Work instruction 1 = Reproduce the part of the passage about Tadashi Hyōdō that runs from "Tadashi Hyōdō (兵頭" up to and including "an apprentice pharmacist.".
Work instruction 2 = Continue the passage about Tadashi Hyōdō, beginning right after its final sentence.

Excerpt provided =
···

Tadashi Hyōdō (兵頭 精, Hyōdō Tadashi) was the first Japanese woman to gain a pilot's licence.

== Life ==
Born in a village in Kita Uwa-gun, Ehime Prefecture (presently Kihoku, Ehime) on 6 April 1899, Tadashi Hyōdō's abilities were recognized early and she moved from her local elementary school to the senior year at Seibi Girls' Higher School in Matsuyama, Ehime's capital city. Her father, Rintarō had hoped to be a pilot but instead made it his hobby to sketch airplane designs: after his death, she aimed to be a pilot, to fulfill her father's dream. After graduating from high school, with her family wishing her to become either a medical practitioner or a teacher, she went to Osaka in January 1919 to become an apprentice pharmacist.

···

Extracted data =
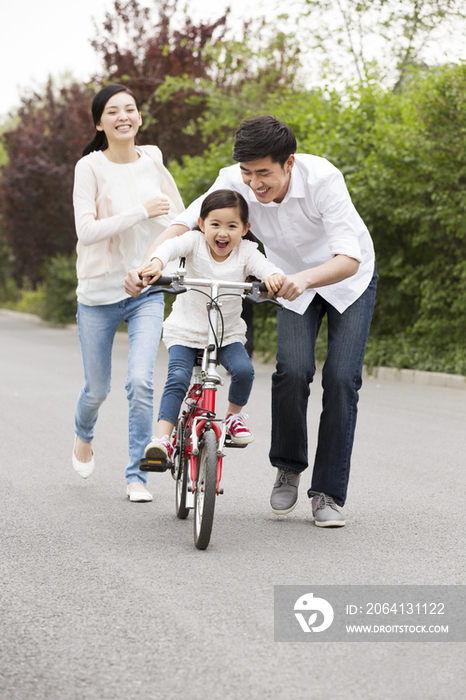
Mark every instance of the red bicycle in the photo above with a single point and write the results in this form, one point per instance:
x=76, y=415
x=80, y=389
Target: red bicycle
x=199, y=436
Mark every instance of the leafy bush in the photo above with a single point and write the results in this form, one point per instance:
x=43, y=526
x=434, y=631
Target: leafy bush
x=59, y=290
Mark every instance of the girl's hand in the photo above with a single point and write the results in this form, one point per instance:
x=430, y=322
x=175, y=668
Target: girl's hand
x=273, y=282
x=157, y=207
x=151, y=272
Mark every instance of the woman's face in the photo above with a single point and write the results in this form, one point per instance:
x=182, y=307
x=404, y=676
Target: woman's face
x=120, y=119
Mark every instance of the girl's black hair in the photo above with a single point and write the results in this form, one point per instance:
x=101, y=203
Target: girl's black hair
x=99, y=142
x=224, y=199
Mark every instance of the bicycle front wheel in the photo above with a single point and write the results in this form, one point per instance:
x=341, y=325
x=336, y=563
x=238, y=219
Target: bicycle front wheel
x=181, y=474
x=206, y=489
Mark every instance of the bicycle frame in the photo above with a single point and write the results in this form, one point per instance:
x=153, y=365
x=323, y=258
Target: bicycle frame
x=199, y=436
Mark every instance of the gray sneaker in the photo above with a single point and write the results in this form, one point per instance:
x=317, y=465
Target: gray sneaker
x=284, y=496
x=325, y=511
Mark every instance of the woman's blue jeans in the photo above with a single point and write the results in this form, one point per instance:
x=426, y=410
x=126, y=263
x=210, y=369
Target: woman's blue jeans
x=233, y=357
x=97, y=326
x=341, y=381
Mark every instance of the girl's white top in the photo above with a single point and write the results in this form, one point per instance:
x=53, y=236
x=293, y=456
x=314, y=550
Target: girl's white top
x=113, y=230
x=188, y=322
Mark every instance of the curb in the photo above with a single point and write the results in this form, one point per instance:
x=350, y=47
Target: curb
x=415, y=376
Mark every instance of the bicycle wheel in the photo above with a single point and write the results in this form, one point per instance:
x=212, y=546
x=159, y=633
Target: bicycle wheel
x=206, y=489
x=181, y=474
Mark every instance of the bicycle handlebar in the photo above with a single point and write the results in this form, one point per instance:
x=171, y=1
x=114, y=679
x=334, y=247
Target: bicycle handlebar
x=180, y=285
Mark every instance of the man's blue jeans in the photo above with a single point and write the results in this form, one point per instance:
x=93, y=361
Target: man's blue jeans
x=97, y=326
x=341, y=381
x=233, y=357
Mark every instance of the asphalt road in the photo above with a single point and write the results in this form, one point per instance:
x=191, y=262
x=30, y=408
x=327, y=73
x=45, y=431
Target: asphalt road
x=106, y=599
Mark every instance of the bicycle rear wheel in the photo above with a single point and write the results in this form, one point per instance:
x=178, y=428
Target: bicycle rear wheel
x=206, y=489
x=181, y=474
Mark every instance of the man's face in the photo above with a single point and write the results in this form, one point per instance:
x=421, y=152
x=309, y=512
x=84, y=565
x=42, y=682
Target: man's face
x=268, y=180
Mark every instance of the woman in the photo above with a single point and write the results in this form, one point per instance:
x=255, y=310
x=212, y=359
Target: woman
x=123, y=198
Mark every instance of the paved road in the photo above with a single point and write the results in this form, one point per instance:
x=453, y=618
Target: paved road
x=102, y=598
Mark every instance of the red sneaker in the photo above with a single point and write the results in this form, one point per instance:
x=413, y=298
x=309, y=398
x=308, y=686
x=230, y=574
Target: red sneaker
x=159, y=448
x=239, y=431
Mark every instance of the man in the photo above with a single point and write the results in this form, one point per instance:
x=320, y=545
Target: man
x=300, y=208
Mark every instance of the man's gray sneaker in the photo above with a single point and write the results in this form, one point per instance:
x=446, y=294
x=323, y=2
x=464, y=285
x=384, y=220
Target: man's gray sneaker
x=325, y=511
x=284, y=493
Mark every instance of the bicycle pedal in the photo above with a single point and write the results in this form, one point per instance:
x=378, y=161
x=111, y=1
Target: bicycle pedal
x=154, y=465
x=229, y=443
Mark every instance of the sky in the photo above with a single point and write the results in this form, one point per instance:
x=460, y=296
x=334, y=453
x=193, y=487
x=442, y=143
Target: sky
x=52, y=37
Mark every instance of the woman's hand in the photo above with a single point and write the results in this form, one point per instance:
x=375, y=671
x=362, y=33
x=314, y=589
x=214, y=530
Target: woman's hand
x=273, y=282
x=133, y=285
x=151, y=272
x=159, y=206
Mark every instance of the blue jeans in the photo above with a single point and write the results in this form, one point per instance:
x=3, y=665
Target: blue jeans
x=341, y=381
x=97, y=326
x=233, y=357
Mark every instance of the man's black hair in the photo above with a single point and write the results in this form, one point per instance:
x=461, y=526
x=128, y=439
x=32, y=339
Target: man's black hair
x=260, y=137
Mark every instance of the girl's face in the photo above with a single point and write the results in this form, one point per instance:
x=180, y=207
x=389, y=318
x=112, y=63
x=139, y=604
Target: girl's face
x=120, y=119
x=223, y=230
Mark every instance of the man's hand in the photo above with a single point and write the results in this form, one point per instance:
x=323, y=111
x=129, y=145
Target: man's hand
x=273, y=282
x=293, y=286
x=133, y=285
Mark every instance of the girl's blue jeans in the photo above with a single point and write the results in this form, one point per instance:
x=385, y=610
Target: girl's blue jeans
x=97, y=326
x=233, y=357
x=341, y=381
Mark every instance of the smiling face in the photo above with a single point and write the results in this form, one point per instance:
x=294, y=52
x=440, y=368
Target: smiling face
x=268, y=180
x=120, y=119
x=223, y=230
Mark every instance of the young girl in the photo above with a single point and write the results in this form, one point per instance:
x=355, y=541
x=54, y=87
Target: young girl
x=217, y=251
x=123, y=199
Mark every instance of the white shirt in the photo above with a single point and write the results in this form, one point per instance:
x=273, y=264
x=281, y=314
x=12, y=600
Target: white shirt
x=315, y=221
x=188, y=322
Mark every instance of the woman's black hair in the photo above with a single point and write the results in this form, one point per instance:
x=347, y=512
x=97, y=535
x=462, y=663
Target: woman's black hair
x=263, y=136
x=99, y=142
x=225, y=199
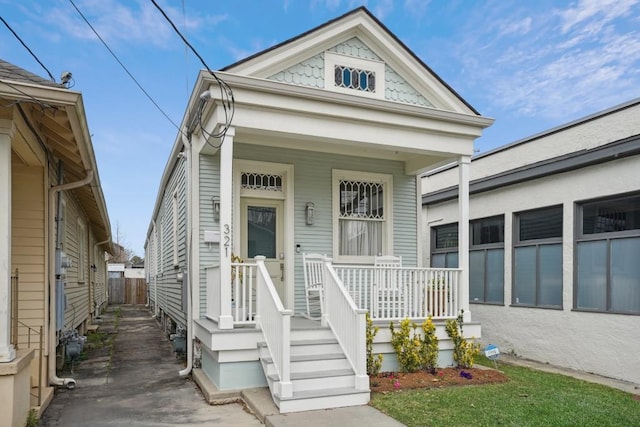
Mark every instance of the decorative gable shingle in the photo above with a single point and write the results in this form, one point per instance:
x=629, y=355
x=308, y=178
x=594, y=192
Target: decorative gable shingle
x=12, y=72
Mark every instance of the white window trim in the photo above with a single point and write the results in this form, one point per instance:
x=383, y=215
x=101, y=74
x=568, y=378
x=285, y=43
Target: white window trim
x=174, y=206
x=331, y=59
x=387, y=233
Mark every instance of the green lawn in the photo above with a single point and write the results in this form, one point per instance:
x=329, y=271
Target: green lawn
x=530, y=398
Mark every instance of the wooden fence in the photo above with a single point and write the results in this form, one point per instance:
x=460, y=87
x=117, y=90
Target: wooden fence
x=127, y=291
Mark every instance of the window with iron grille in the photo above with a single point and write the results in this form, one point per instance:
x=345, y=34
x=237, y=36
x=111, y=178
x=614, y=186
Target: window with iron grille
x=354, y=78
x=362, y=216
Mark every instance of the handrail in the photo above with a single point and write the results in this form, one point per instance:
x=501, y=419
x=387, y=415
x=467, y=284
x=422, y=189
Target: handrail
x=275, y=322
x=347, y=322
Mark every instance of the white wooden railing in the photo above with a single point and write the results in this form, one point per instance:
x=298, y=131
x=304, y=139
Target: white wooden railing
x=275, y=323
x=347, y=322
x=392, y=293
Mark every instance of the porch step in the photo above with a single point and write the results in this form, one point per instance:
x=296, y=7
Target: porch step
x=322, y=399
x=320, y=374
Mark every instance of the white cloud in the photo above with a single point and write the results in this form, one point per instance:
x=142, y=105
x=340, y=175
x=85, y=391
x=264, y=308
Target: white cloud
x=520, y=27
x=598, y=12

···

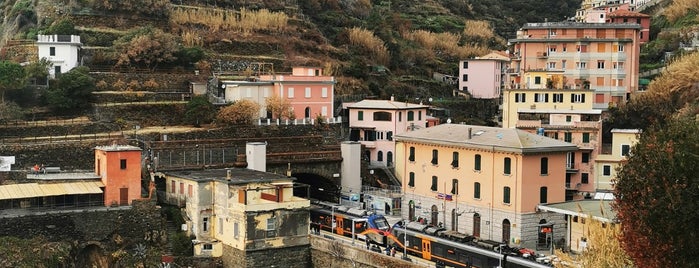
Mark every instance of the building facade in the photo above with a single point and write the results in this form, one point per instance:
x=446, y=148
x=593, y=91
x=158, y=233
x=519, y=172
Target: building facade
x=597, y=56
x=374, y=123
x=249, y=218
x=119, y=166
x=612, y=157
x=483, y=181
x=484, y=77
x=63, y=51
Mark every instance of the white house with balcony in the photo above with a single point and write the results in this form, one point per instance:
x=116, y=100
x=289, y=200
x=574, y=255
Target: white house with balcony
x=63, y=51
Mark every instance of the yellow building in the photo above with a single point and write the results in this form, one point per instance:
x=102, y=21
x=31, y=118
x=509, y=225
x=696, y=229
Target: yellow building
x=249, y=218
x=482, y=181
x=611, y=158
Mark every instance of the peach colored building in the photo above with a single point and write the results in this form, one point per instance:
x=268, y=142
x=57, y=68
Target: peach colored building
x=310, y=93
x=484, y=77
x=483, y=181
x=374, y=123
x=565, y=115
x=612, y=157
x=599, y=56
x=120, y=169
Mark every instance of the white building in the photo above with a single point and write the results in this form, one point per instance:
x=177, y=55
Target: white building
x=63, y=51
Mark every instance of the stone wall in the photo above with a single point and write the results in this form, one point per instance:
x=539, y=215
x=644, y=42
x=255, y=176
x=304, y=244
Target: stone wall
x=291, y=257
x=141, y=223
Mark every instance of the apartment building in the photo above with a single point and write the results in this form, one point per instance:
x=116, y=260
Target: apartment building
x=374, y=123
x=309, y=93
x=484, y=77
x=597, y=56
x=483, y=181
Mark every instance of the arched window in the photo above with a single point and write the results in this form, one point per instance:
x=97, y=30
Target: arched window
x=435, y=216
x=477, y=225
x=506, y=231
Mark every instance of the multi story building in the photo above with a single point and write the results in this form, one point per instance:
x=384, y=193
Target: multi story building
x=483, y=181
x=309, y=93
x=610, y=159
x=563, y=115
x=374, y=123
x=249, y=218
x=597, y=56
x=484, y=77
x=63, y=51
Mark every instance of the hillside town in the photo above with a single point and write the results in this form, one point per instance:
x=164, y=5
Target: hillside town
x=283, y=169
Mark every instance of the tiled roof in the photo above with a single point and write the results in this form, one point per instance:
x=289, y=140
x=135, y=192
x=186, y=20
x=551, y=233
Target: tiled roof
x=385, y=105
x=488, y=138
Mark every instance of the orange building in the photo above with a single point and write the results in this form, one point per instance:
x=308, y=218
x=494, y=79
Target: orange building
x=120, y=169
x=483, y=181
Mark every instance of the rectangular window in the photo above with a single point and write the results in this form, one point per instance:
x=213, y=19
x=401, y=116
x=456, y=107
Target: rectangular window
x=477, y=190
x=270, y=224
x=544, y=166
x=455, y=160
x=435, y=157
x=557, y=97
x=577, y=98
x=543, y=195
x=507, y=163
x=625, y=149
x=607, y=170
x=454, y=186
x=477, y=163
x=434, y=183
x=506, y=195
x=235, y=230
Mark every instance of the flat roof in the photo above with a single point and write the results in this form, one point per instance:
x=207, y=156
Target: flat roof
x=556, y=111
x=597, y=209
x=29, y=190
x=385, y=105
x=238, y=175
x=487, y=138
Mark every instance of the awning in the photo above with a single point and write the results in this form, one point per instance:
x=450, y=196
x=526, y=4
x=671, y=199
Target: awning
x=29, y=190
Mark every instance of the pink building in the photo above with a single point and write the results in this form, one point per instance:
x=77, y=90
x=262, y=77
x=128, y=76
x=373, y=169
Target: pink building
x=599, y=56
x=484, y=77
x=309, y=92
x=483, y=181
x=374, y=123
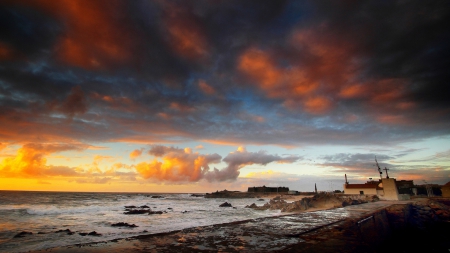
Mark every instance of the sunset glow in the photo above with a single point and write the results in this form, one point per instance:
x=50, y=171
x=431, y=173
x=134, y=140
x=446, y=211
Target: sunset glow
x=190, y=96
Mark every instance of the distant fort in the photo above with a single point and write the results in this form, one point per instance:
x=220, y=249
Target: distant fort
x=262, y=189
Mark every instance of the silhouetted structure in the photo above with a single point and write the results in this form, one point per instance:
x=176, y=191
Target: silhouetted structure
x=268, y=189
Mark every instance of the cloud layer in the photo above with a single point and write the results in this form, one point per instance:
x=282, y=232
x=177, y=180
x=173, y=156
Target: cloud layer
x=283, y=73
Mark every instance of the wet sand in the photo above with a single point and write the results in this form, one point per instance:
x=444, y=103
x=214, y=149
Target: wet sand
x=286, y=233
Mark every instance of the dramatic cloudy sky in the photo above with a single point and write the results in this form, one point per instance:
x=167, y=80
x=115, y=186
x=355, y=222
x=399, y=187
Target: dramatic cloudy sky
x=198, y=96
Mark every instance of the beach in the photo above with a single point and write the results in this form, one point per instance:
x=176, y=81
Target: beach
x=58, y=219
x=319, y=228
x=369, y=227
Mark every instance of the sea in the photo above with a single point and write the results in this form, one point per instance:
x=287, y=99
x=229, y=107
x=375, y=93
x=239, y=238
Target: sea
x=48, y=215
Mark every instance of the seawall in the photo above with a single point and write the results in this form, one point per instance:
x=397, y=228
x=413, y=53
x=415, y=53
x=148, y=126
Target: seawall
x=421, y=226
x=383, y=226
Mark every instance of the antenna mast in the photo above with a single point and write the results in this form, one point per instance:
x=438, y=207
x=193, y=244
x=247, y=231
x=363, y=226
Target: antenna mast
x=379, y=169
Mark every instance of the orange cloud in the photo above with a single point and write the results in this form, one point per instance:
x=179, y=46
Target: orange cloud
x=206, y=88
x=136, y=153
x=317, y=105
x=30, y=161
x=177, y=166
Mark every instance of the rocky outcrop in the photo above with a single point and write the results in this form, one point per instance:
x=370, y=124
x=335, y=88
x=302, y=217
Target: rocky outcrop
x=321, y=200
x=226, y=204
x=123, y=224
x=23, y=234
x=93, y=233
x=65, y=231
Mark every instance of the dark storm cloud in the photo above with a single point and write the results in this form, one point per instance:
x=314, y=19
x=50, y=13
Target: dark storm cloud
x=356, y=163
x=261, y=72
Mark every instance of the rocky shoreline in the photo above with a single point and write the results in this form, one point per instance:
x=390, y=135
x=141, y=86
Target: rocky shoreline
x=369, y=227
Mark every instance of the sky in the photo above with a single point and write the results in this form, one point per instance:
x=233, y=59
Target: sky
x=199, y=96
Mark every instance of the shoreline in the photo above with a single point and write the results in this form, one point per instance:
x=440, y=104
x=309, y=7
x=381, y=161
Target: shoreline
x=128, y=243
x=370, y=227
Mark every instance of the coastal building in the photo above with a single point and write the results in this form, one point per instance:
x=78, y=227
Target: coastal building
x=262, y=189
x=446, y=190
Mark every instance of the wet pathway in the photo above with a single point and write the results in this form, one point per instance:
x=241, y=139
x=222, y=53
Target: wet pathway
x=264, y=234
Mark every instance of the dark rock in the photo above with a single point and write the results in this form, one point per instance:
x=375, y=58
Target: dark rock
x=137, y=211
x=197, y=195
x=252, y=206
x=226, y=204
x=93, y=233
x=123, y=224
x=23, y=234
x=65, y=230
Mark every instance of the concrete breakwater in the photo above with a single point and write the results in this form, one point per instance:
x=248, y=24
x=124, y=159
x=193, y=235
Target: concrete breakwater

···

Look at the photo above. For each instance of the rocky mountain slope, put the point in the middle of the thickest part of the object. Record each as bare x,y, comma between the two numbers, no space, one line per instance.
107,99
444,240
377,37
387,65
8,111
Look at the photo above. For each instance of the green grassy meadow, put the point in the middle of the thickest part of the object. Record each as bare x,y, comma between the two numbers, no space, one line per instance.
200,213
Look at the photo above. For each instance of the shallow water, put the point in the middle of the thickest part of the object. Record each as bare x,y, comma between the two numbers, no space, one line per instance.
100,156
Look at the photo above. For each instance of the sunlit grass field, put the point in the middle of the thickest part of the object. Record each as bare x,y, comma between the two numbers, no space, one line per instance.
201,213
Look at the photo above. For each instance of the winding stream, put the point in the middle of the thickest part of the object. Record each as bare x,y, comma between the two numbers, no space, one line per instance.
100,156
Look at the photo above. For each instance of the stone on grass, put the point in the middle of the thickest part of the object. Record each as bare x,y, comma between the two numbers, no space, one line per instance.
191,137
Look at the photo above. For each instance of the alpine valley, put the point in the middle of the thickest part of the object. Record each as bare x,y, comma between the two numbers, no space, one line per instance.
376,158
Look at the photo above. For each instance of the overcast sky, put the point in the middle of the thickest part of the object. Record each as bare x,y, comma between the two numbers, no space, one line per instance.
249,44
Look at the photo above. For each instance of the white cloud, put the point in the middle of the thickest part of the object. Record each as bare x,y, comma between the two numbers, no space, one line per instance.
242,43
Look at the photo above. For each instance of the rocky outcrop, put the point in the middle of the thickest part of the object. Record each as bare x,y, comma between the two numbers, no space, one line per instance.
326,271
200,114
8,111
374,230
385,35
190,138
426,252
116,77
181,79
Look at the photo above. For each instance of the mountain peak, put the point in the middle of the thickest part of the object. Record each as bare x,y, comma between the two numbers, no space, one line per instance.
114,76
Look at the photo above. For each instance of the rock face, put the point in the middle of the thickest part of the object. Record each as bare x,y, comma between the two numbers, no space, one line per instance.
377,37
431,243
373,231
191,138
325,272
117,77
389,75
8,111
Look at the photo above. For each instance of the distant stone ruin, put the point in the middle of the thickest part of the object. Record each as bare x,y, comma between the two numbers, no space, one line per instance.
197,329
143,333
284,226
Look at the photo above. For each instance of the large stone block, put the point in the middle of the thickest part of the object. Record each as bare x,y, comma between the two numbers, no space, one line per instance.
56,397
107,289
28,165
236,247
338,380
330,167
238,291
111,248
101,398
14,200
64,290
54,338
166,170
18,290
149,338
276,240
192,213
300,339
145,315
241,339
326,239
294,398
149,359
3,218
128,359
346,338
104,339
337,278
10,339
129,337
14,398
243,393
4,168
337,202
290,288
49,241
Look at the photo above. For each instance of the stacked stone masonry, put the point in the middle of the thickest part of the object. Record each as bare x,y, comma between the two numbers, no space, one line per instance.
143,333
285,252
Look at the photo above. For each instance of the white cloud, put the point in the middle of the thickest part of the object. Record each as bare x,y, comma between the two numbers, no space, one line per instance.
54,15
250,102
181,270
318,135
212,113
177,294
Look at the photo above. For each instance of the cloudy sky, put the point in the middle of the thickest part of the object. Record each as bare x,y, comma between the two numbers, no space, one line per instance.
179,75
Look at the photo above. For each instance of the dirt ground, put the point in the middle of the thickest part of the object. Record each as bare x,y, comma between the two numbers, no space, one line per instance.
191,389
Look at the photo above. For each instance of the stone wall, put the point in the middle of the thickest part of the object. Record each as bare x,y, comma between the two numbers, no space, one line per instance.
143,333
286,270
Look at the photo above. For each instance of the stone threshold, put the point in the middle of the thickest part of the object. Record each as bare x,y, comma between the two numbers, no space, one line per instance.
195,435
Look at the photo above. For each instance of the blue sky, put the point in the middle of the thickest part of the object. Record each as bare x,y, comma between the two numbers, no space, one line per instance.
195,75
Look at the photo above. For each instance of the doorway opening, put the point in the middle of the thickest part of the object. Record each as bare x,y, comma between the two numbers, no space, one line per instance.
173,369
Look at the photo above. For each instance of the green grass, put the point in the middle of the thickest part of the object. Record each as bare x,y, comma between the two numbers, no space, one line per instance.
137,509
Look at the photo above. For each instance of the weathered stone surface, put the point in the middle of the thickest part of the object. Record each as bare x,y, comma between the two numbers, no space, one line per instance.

···

Written response 1 =
Tadashi Hyōdō (兵頭 精, Hyōdō Tadashi) was the first Japanese woman to gain a pilot's licence.

== Life ==
Born in a village in Kita Uwa-gun, Ehime Prefecture (presently Kihoku, Ehime) on 6 April 1899, Tadashi Hyōdō's abilities were recognized early and she moved from her local elementary school to the senior year at Seibi Girls' Higher School in Matsuyama, Ehime's capital city. Her father, Rintarō had hoped to be a pilot but instead made it his hobby to sketch airplane designs: after his death, she aimed to be a pilot, to fulfill her father's dream. After graduating from high school, with her family wishing her to become either a medical practitioner or a teacher, she went to Osaka in January 1919 to become an apprentice pharmacist.

Written response 2 =
==Tsudanuma aviation school==

With support from Kazoe, her elder sister, Tadashi was trained to fly at an aviation school in Tsudanuma managed by Otojirō Itō. Since a woman student at aviation school itself was so rare in those days, she was in newspapers when admitted to Itō's school, with articles read; "... a petite girl, round-faced and chubby, but a tomboy like a boy..." It is said that the tuition at those days cost "two yen per minute", when a new college graduate earned 40 yen per month in early 1910s. She worked time to time to earn enough for tuition, and it took her three and a half years to finish the course which trainees usually graduate in six months' time. She was the 15th trainee to finish the Tsudanuma aviation school and the first woman.

During her days at training, she attracted media attention and was the subject of a first page newspaper article and featured on air journals. She was steadily working on to master maintenance as well as joining lectures among male trainees. She survived several accidents including a crash gliding from 3000 meters high in 1911 without serious injury but part of airplane's leg was damaged, or on other occasion, an emergency water landing.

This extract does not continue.